(Records excerpted from a collection)

--------

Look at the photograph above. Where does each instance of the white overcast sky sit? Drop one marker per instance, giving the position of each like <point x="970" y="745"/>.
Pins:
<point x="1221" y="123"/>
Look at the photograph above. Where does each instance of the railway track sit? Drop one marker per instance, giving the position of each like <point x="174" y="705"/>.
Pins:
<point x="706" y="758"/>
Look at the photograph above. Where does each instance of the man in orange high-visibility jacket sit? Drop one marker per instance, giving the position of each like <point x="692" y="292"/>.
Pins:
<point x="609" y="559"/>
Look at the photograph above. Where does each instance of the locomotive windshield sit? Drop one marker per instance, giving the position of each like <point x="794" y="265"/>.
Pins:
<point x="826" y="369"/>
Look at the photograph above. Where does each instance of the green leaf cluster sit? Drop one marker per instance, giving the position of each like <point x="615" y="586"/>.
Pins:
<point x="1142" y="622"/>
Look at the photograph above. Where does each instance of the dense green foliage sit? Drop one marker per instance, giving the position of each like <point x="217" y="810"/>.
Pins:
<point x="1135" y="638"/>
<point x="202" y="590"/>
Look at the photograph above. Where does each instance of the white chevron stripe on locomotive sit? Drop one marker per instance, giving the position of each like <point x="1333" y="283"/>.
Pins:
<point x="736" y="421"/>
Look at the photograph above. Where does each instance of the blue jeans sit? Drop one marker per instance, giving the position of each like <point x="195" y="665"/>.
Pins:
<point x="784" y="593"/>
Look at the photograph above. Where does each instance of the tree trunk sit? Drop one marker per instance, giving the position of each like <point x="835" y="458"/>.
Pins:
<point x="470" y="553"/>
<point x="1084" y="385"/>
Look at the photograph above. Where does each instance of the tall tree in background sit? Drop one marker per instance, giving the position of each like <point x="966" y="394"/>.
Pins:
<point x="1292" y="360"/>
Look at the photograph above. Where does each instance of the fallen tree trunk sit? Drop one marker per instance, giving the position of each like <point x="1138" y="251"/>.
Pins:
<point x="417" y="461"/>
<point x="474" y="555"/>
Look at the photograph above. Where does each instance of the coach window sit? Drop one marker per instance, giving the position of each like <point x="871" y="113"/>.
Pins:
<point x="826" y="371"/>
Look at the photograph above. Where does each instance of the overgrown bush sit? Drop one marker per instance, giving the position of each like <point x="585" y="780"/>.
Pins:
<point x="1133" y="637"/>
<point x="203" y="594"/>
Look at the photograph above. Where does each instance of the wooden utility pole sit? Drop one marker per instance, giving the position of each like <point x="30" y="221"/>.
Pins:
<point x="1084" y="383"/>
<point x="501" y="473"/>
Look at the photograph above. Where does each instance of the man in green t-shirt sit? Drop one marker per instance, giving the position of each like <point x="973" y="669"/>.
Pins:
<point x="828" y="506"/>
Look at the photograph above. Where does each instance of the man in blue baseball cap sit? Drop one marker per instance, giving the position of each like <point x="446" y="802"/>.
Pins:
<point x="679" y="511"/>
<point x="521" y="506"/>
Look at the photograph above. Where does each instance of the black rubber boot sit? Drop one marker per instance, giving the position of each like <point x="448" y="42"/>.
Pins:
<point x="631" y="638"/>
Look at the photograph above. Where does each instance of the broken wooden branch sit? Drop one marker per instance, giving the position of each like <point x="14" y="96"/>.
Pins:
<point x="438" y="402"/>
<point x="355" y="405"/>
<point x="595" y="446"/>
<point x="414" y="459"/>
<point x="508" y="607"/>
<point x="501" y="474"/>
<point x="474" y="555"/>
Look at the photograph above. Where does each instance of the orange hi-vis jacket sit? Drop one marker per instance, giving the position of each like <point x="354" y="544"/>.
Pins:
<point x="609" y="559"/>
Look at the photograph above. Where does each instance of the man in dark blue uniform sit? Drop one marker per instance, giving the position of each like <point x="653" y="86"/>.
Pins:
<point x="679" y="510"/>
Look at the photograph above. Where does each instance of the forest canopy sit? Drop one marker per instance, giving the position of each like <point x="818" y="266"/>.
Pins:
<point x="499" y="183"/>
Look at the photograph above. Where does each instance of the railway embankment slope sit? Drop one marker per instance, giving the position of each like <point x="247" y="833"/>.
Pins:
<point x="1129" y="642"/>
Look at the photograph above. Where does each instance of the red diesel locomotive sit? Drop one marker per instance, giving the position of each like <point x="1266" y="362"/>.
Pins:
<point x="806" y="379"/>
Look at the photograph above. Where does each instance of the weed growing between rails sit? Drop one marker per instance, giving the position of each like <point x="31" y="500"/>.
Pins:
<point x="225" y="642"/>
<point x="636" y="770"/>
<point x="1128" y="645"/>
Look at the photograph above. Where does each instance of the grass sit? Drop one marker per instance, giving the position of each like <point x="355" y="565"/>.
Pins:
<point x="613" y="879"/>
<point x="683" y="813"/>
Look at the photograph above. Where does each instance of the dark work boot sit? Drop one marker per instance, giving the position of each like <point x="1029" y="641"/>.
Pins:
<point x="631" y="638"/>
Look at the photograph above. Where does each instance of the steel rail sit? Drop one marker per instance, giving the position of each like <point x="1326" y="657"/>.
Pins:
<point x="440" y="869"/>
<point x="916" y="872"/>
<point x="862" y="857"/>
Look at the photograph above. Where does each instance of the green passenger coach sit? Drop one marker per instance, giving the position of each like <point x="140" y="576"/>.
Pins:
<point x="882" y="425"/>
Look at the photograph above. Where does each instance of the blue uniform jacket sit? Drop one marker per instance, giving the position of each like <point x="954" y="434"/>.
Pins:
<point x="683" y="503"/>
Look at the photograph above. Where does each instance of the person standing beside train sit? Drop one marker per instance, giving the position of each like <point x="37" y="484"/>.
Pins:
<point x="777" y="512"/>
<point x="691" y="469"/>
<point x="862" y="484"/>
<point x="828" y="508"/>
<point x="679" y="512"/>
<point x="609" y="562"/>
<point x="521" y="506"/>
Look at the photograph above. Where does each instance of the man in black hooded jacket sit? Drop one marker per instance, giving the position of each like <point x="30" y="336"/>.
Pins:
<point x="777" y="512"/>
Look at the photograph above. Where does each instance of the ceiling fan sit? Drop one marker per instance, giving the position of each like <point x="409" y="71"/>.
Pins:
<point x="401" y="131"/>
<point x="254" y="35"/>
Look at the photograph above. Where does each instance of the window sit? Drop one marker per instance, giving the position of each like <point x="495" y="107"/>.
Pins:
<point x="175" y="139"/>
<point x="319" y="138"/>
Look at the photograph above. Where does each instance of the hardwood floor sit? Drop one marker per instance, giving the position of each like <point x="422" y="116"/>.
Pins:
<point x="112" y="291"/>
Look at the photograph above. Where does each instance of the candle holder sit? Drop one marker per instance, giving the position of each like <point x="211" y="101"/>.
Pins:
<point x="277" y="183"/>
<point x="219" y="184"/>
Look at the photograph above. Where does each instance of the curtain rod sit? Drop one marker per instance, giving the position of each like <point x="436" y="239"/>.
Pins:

--------

◆ **What is being asked**
The response should contain each record above, retyped exactly.

◆ **Written reply**
Look at the photograph above. Where does each instance of the white overcast sky sit? Drop one marker per instance, giving the position of each like <point x="970" y="745"/>.
Pins:
<point x="1221" y="123"/>
Look at the photograph above. Where does each instance of the railway track sit? Drop one marker per instance, giving the position of each like <point x="174" y="705"/>.
Pins:
<point x="706" y="758"/>
Look at the photograph above. Where does each instance of the man in orange high-visibility jacket sit? Drop one marker per instance, giving the position of each like <point x="692" y="292"/>.
Pins:
<point x="609" y="559"/>
Look at the photograph above. Where does each instance of the locomotive windshield sit? Drop one marker per instance, giving the position of each like <point x="794" y="265"/>.
Pins:
<point x="826" y="369"/>
Look at the photograph above. Where does each instance of the green leaf cluster sit? Drop one marker per instance, giving the position of each like <point x="615" y="586"/>.
Pins:
<point x="1142" y="622"/>
Look at the photograph above. Where does each instance of the dense green foliage sit? Drop one marker per instance, giving the position of each like <point x="217" y="810"/>.
Pins:
<point x="1135" y="638"/>
<point x="202" y="590"/>
Look at the photograph above. Where does each instance of the white chevron stripe on locomotive sit? Drop one marker per instance, giving the position of each like <point x="1333" y="283"/>.
Pins:
<point x="736" y="421"/>
Look at the photograph above. Where does each instance of the blue jeans sit? Drop one marker per instance, giving the position of each like <point x="195" y="665"/>.
Pins:
<point x="784" y="593"/>
Look at the photograph above. Where does each instance of the tree trunk sit? Drop one marker per instance, giving the position of each like <point x="835" y="458"/>.
Pins:
<point x="470" y="553"/>
<point x="1084" y="385"/>
Look at the photograph above. Where does each instance of the tall tree in background sit? Drop one marker per instance, giving the position of each like <point x="966" y="394"/>.
Pins:
<point x="1292" y="360"/>
Look at the photograph above. Where does each instance of the fallen tree trunk sit? Drop one marker per instance, giving the position of each like <point x="1138" y="251"/>.
Pins:
<point x="417" y="461"/>
<point x="474" y="555"/>
Look at the photograph above. Where does each instance of the coach window sit? Drop one marker per instance, giving the position of each like <point x="871" y="113"/>.
Pins:
<point x="826" y="371"/>
Look at the photograph above. Where does each instance of the overgrown bush sit? Drop one marker per instance, giving the position of each like <point x="585" y="780"/>.
Pins:
<point x="1133" y="637"/>
<point x="203" y="594"/>
Look at the photograph above. Where does each instance of the wooden utility pole sit? Drop one marker per instance, giving the position of each like <point x="30" y="221"/>.
Pins:
<point x="1084" y="383"/>
<point x="501" y="473"/>
Look at the photograph above. Where does each instance of the man in green t-shirt sit? Drop one marker per instance, giving the position of each like <point x="973" y="669"/>.
Pins:
<point x="828" y="506"/>
Look at the photograph above. Where does each instance of the man in blue baseball cap sit? Drop one marker per instance, giving the position of each like <point x="446" y="802"/>.
Pins:
<point x="679" y="511"/>
<point x="521" y="506"/>
Look at the photograph above. Where does each instance of the black rubber boot sit? Drop one marker per instance, giving the position of each like <point x="448" y="42"/>.
Pins:
<point x="631" y="638"/>
Look at the photograph above. Where does each instance of the broken wooden branch sit? Drop one marker per instance, giving the position of each like <point x="14" y="96"/>.
Pins:
<point x="438" y="402"/>
<point x="355" y="405"/>
<point x="595" y="446"/>
<point x="414" y="459"/>
<point x="508" y="607"/>
<point x="501" y="474"/>
<point x="474" y="555"/>
Look at the photograph above. Where does each instance of the orange hi-vis jacket sit? Drop one marker per instance, giving the position of each like <point x="354" y="544"/>.
Pins:
<point x="609" y="559"/>
Look at the photograph above. Where does each instance of the man in dark blue uniform sit? Drop one marker per instance, giving the position of each like <point x="653" y="86"/>.
Pins:
<point x="679" y="510"/>
Look at the photograph above. Where does each instance of the forest canopy sit? Drop one marker per instance, giving the position of each like <point x="818" y="266"/>.
Pins:
<point x="499" y="183"/>
Look at the photograph above. Where does each instance of the railway embankment slope sit? Drop one marker per instance, giving the position of each like <point x="247" y="833"/>.
Pins:
<point x="1129" y="642"/>
Look at the photograph above. Where does each instance of the red diesel locomotive sit? Drop one marker per instance, giving the position of each like <point x="1266" y="362"/>.
Pins:
<point x="806" y="379"/>
Look at the photograph above. Where does each instance of the weed growing between rails sit? Drop one marker per instance, giving the position of each like <point x="31" y="500"/>.
Pins:
<point x="225" y="642"/>
<point x="636" y="770"/>
<point x="1128" y="645"/>
Look at the photograph above. Where does each instance of the grass sit? Drop one marker per instance, giving the position of each like <point x="355" y="565"/>.
Pins:
<point x="613" y="879"/>
<point x="683" y="813"/>
Look at the photograph above. Where does each instance of the dark work boot sit? Drop one marker per instance, giving the position of each like <point x="1029" y="641"/>.
Pins:
<point x="631" y="638"/>
Look at the photograph above. Where does each instance of the steel rail sit? Drop one marker per instance, giving the position of each like <point x="1326" y="657"/>.
Pins:
<point x="440" y="869"/>
<point x="916" y="872"/>
<point x="862" y="857"/>
Look at the photograph above. Where does each instance of the green passenger coach sit? Drop one marker per instance, giving the position of each like <point x="140" y="576"/>.
Pins:
<point x="882" y="425"/>
Look at the photograph above. Where does each instance of the blue uniform jacket sit? Drop one marker per instance, giving the position of each like <point x="954" y="434"/>.
Pins:
<point x="683" y="503"/>
Look at the photograph above. Where does each instance of the person standing beside train sit? Drop one marker per instance, giving the position of each like <point x="37" y="484"/>.
Pins:
<point x="777" y="512"/>
<point x="691" y="469"/>
<point x="862" y="484"/>
<point x="828" y="508"/>
<point x="679" y="512"/>
<point x="609" y="562"/>
<point x="521" y="506"/>
Look at the photograph above. Where does each instance of the man in black hooded jacket sit? Drop one marker per instance, giving the position of each like <point x="30" y="336"/>.
Pins:
<point x="777" y="512"/>
Look at the photograph above. Where does each instance of the ceiling fan sit? Drop one marker per instance, giving the position of each like <point x="409" y="71"/>.
Pins:
<point x="401" y="131"/>
<point x="254" y="35"/>
Look at the photograph above. Where does each instance of the window sit? Drop one marker per instance, giving the position of each like <point x="495" y="107"/>.
Pins:
<point x="175" y="139"/>
<point x="319" y="138"/>
Look at the photograph above. Where does each instance of the hardwood floor sit? Drop one marker per instance, giving the position of each like <point x="422" y="116"/>.
Pins:
<point x="112" y="291"/>
Look at the photograph above. Where does each instance of the candle holder sit? Drop one marker per instance, giving the position of each like <point x="211" y="101"/>.
Pins:
<point x="277" y="183"/>
<point x="219" y="184"/>
Look at the photograph above. Where does each instance of the curtain rod sit? Drop one marker per instance, giving the position of each like <point x="436" y="239"/>.
Pins:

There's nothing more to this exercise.